El edadismo. A los Koubek, apellido eslovaco de los protagonistas, los separan diez años y una divergencia para discernir las relaciones. La edad predomina en los ámbitos imaginados por Sally Rooney, nacida en 1991 y etiquetada como la voz impresa de los milennial, los fin de siglo, un papel que repele. Sus personajes habitan la vaguada que sobrepasa los veinte sin declinar aún los declives de los cuarenta. Los vértices del vínculo sentimental de Ivan con Margaret. Esta mujer, treinta y seis años, separada de un marido atascado en el alcohol, reside en una localidad fabulada, Leitrim, donde dirige la programación artística de un centro cultural público. Se conocen cuando él va allí a jugar al ajedrez. El chico cerebral, célibe involuntario -incel, lo tilda Peter-, cubre de sospecha su cuerpo, “un objeto fundamentalmente primitivo”. También la escritora lo relega a la categoría de “no sintiente”, en Intermezzo. No obstante, lo sublima: “el erotismo es un gran motor en la historia de todos mis libros”. Cuerpos porosos, piel emocional. Sexo explícito que no hunde en una lujuria vulgar, humedad que abrasa, llama sin ceniza. Fuego y calidez. La noche de Ivan clarea con el alba de Margaret. “No existe ninguna vida así, libre de ataduras: la vida misma es la red que sostiene a la gente en su sitio y da sentido a las cosas”. Atrapados, amanecen como si fueran otros.

====

▶ DESCRIPCIÓN DEL EJERCICIO
Contesta estas preguntas con datos del fragmento sobre la novela Intermezzo:
1. ¿En qué año nació Sally Rooney?
2. ¿Qué edad tiene Margaret y qué cargo ocupa en Leitrim?
3. ¿Con qué término tilda Peter a Ivan?

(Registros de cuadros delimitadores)

====

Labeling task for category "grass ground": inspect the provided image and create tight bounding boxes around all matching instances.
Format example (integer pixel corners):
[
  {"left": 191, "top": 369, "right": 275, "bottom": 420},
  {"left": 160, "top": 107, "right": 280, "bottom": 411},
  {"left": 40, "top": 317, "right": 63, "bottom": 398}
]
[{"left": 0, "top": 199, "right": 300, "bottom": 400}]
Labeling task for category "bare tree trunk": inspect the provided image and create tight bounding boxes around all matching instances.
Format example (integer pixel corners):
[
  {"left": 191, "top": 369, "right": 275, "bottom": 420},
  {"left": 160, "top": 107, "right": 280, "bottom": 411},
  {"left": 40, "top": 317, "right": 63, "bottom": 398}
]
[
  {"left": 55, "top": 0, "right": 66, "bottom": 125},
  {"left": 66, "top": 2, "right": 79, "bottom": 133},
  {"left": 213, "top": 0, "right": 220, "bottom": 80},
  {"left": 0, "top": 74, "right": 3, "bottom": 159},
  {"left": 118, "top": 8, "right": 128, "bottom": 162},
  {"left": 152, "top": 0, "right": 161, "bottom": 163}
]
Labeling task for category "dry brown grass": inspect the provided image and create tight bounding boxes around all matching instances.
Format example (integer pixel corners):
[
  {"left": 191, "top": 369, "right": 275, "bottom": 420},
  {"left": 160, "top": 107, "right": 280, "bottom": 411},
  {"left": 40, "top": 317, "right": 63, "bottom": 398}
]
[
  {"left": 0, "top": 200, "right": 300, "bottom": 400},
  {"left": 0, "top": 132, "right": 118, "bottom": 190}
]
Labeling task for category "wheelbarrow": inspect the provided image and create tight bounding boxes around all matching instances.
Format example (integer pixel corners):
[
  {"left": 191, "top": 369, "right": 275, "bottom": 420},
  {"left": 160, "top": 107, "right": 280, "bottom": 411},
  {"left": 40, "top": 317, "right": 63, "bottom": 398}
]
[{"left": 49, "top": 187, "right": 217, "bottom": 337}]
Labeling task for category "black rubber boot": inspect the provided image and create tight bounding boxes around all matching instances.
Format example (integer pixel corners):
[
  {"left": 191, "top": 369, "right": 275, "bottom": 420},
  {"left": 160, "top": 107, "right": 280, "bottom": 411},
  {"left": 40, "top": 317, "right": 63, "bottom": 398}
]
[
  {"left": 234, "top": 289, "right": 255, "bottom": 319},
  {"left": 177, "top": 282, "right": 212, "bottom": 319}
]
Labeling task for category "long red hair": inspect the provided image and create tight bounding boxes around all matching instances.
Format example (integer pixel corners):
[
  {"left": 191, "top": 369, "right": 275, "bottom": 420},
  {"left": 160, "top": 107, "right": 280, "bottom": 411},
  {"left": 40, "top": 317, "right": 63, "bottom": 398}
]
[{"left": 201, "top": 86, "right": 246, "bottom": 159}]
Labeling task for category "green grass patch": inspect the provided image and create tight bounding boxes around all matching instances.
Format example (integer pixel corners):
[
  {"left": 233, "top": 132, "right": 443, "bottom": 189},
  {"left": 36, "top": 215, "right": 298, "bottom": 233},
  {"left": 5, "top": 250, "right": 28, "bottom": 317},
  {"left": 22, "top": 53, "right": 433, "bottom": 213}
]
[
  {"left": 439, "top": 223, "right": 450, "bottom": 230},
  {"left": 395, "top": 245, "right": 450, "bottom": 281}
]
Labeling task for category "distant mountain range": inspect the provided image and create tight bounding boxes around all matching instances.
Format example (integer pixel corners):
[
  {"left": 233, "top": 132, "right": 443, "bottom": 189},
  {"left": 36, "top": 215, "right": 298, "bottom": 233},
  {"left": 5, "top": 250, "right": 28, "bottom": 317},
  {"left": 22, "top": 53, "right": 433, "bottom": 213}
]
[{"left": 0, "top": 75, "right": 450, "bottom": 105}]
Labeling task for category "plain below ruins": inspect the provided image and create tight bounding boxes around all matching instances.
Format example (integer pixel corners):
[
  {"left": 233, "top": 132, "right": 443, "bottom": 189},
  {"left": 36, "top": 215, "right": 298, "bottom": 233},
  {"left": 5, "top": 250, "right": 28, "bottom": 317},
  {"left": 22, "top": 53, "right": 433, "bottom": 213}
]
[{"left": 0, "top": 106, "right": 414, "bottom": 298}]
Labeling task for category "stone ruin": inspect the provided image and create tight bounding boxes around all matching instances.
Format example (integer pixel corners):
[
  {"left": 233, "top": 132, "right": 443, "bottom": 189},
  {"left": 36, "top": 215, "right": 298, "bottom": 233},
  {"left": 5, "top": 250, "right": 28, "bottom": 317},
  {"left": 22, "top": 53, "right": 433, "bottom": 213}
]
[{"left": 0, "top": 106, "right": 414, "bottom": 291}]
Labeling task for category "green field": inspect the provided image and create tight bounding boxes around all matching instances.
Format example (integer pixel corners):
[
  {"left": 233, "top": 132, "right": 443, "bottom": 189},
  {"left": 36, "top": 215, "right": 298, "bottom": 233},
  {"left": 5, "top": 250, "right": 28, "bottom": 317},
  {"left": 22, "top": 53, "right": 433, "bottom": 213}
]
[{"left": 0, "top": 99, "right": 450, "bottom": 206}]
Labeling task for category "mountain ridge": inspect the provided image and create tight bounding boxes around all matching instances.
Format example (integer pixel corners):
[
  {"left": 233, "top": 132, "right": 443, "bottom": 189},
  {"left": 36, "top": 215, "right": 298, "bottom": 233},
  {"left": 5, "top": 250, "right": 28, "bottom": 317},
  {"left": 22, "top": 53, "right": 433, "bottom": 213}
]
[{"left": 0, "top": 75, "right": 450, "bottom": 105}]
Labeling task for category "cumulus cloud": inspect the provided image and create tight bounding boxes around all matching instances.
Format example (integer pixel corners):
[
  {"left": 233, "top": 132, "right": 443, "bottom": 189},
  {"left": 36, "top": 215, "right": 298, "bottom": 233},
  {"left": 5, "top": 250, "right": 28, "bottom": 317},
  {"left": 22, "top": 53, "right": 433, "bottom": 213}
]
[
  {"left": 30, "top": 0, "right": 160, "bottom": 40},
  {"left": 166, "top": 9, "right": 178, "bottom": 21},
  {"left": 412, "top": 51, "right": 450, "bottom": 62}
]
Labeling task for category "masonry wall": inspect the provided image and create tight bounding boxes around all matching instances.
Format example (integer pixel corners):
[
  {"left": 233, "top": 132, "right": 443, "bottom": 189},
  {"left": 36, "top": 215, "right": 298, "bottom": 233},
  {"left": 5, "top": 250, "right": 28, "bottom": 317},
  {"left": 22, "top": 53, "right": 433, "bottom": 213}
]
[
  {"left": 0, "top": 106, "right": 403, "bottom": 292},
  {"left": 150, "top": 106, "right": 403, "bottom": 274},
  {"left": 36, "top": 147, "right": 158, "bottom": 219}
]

====

▶ RESPUESTA ESCRITA
1. Sally Rooney nació en 1991.
2. Margaret tiene treinta y seis años y dirige la programación artística de un centro cultural público.
3. Peter lo tilda de "incel", es decir, de célibe involuntario.